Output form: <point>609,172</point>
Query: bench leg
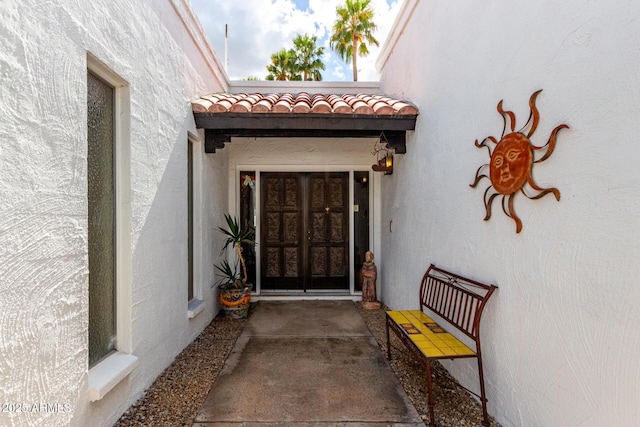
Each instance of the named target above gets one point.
<point>431,402</point>
<point>388,341</point>
<point>483,396</point>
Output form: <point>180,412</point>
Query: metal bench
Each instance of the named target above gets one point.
<point>458,302</point>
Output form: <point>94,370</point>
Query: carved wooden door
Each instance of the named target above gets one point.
<point>304,231</point>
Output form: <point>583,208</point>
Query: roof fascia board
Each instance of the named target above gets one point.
<point>308,121</point>
<point>255,86</point>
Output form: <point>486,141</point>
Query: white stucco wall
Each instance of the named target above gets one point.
<point>43,207</point>
<point>561,336</point>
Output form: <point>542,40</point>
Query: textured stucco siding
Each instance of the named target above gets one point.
<point>561,335</point>
<point>43,202</point>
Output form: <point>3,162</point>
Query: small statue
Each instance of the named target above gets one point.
<point>369,273</point>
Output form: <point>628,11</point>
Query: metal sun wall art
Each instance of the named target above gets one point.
<point>511,162</point>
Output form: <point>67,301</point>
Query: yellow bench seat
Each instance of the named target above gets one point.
<point>429,337</point>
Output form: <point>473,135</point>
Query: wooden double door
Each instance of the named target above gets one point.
<point>304,233</point>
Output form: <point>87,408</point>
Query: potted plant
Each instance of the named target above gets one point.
<point>234,292</point>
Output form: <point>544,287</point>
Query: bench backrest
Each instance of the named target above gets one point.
<point>456,299</point>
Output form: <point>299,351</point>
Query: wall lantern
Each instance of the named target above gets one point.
<point>384,155</point>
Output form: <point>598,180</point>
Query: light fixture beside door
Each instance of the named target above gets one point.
<point>384,154</point>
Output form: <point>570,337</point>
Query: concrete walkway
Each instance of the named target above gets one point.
<point>306,363</point>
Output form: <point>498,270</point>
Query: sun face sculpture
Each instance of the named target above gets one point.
<point>512,161</point>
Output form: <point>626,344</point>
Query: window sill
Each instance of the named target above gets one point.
<point>107,374</point>
<point>195,307</point>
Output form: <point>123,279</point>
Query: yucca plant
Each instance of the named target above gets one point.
<point>236,237</point>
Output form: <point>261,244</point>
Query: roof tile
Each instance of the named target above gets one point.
<point>302,103</point>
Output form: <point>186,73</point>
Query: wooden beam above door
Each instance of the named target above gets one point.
<point>225,116</point>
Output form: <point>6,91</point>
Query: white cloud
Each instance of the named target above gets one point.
<point>259,28</point>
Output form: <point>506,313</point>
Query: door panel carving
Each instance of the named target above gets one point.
<point>337,265</point>
<point>273,226</point>
<point>305,242</point>
<point>273,262</point>
<point>319,227</point>
<point>291,232</point>
<point>291,262</point>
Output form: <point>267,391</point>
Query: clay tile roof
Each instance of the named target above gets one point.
<point>302,103</point>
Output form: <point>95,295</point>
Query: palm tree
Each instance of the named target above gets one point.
<point>353,30</point>
<point>283,65</point>
<point>308,57</point>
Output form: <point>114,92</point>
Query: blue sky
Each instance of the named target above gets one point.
<point>258,28</point>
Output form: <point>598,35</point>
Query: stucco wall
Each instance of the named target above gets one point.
<point>561,335</point>
<point>43,207</point>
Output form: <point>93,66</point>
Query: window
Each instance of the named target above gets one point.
<point>190,218</point>
<point>109,229</point>
<point>101,220</point>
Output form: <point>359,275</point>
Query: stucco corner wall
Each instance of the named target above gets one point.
<point>43,207</point>
<point>560,337</point>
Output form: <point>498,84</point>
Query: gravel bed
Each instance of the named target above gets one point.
<point>176,396</point>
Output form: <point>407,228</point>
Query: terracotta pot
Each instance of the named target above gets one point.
<point>235,302</point>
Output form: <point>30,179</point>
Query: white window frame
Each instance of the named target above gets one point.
<point>196,305</point>
<point>116,366</point>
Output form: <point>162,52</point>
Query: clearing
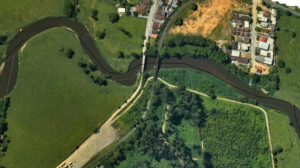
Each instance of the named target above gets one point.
<point>55,106</point>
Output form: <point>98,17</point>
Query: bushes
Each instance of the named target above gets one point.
<point>113,17</point>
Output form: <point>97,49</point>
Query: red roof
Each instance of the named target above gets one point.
<point>263,39</point>
<point>140,9</point>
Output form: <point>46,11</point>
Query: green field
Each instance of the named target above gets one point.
<point>114,39</point>
<point>284,135</point>
<point>289,53</point>
<point>55,105</point>
<point>15,14</point>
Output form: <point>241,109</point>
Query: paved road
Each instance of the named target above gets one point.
<point>253,34</point>
<point>276,5</point>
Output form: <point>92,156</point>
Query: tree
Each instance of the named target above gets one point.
<point>258,8</point>
<point>178,21</point>
<point>250,20</point>
<point>94,14</point>
<point>281,64</point>
<point>288,13</point>
<point>127,13</point>
<point>113,17</point>
<point>119,54</point>
<point>194,7</point>
<point>100,34</point>
<point>293,34</point>
<point>69,53</point>
<point>288,70</point>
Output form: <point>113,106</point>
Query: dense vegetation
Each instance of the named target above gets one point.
<point>150,147</point>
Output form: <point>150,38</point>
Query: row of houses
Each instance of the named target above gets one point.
<point>241,30</point>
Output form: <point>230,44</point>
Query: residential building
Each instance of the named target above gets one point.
<point>121,10</point>
<point>140,9</point>
<point>154,36</point>
<point>264,46</point>
<point>264,24</point>
<point>263,39</point>
<point>267,14</point>
<point>156,25</point>
<point>247,40</point>
<point>243,61</point>
<point>159,17</point>
<point>234,45</point>
<point>146,2</point>
<point>235,53</point>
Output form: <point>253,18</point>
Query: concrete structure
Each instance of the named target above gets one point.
<point>264,24</point>
<point>264,46</point>
<point>121,10</point>
<point>235,53</point>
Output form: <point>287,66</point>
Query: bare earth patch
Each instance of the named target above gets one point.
<point>205,19</point>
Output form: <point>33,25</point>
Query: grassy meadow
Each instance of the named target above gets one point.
<point>114,40</point>
<point>289,53</point>
<point>15,14</point>
<point>55,105</point>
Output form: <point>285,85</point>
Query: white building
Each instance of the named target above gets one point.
<point>121,10</point>
<point>235,53</point>
<point>264,46</point>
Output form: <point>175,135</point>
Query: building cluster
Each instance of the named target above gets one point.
<point>240,46</point>
<point>267,19</point>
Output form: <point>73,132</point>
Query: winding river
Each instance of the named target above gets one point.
<point>8,77</point>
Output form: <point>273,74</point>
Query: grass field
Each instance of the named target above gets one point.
<point>289,53</point>
<point>114,39</point>
<point>284,135</point>
<point>55,105</point>
<point>15,14</point>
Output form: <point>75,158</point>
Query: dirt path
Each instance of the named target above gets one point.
<point>266,115</point>
<point>165,118</point>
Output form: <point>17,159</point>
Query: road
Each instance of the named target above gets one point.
<point>149,23</point>
<point>276,5</point>
<point>253,36</point>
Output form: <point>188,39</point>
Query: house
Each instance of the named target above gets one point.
<point>140,9</point>
<point>235,16</point>
<point>156,25</point>
<point>146,2</point>
<point>227,51</point>
<point>264,24</point>
<point>259,71</point>
<point>267,14</point>
<point>159,17</point>
<point>160,12</point>
<point>247,40</point>
<point>154,31</point>
<point>244,18</point>
<point>154,36</point>
<point>267,32</point>
<point>235,53</point>
<point>245,47</point>
<point>121,10</point>
<point>263,53</point>
<point>243,60</point>
<point>264,46</point>
<point>234,45</point>
<point>160,7</point>
<point>263,39</point>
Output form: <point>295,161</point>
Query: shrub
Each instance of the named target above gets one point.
<point>281,64</point>
<point>69,53</point>
<point>113,17</point>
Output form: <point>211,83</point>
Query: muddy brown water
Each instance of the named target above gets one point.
<point>9,75</point>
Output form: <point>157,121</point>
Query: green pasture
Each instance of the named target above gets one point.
<point>114,40</point>
<point>15,14</point>
<point>55,105</point>
<point>289,52</point>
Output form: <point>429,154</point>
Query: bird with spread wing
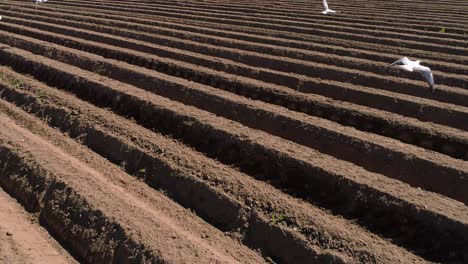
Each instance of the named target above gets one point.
<point>415,66</point>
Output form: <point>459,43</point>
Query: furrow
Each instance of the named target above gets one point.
<point>203,185</point>
<point>363,119</point>
<point>283,163</point>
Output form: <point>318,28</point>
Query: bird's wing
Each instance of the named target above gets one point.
<point>402,61</point>
<point>325,4</point>
<point>406,67</point>
<point>426,73</point>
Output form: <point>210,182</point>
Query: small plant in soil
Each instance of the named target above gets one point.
<point>277,218</point>
<point>16,83</point>
<point>41,94</point>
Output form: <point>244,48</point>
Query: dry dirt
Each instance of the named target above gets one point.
<point>232,132</point>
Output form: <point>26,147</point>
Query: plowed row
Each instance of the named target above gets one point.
<point>237,131</point>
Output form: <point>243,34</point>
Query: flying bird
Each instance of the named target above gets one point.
<point>327,10</point>
<point>409,65</point>
<point>39,2</point>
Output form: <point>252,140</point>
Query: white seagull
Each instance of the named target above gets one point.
<point>327,10</point>
<point>409,65</point>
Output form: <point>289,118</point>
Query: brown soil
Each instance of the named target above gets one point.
<point>23,240</point>
<point>240,131</point>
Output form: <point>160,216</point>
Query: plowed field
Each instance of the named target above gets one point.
<point>233,131</point>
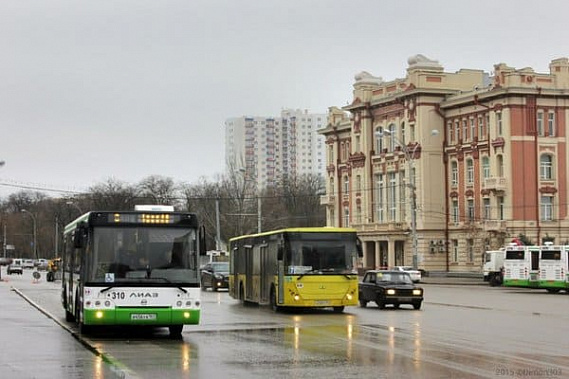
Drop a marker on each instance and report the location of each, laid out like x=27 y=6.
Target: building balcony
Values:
x=494 y=225
x=495 y=183
x=327 y=199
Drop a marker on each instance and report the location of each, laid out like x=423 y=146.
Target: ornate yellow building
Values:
x=436 y=168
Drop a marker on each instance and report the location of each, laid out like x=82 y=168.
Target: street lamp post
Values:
x=35 y=231
x=75 y=205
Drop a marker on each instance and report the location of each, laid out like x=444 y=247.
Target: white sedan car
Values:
x=414 y=274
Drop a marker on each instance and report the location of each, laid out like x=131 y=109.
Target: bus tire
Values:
x=176 y=331
x=274 y=305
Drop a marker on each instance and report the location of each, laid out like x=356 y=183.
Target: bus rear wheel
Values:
x=274 y=305
x=176 y=331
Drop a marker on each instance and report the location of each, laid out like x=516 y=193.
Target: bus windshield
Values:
x=321 y=254
x=131 y=254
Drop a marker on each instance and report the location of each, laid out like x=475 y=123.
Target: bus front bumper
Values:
x=141 y=316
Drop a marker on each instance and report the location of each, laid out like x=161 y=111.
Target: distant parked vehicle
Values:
x=16 y=267
x=414 y=274
x=5 y=261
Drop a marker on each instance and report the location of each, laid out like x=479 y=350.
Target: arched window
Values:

------------------------------

# [To do]
Rewrite every line from the line with "Output form: <point>92,156</point>" to the line with "<point>127,13</point>", substituting "receives one point" for "gets one point" and leaving all else as it stands.

# [Written response]
Output form: <point>92,156</point>
Query: tree
Each instance of the named target above receives one point.
<point>258,8</point>
<point>178,21</point>
<point>250,20</point>
<point>94,14</point>
<point>281,64</point>
<point>288,13</point>
<point>127,13</point>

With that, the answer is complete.